## What you are asked to do
Starting at the line that contains "Please place a point on the chrome door" and ending at the end of the data below, recast those lines as a numbered list, leaving out blank lines.
-----
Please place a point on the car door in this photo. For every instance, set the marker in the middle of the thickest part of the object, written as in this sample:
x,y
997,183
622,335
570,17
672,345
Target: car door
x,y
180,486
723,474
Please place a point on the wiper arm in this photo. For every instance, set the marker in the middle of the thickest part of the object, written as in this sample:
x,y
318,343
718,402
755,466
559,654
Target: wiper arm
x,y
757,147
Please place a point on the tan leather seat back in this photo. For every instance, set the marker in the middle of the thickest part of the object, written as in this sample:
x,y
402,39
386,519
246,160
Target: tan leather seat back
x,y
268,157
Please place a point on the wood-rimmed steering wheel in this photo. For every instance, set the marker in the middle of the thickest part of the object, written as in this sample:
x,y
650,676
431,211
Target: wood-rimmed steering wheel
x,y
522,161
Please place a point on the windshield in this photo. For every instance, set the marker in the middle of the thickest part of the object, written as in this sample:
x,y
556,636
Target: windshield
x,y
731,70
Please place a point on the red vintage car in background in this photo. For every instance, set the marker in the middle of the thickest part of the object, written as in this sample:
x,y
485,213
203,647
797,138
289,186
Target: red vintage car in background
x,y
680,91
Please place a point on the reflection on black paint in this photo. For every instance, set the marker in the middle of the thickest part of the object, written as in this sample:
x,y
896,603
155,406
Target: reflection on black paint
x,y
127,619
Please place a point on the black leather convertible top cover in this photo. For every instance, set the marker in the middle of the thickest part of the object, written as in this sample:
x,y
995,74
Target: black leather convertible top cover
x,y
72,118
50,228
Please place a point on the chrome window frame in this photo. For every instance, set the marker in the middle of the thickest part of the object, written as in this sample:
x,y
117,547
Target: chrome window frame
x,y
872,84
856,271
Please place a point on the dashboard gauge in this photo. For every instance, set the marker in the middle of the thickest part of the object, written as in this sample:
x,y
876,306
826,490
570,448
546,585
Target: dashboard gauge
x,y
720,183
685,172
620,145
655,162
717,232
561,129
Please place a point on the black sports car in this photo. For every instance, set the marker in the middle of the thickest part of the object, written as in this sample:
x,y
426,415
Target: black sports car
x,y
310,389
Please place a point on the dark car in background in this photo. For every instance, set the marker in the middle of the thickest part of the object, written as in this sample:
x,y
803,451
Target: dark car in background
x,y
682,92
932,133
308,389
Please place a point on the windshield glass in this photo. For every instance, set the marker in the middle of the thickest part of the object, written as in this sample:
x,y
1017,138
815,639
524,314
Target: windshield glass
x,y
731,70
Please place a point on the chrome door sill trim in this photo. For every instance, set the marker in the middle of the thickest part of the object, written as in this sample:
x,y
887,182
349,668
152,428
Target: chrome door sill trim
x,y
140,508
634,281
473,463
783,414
-----
## Expected answer
1. Please place a point on the chrome door sill trim in this photo. For every instance, set the marker in the middle of the thickest part of the object, written as in this sample:
2. x,y
3. 887,182
4. 349,668
5. 152,428
6. Target: chrome door sill trim
7. x,y
8. 140,508
9. 634,281
10. 473,463
11. 783,414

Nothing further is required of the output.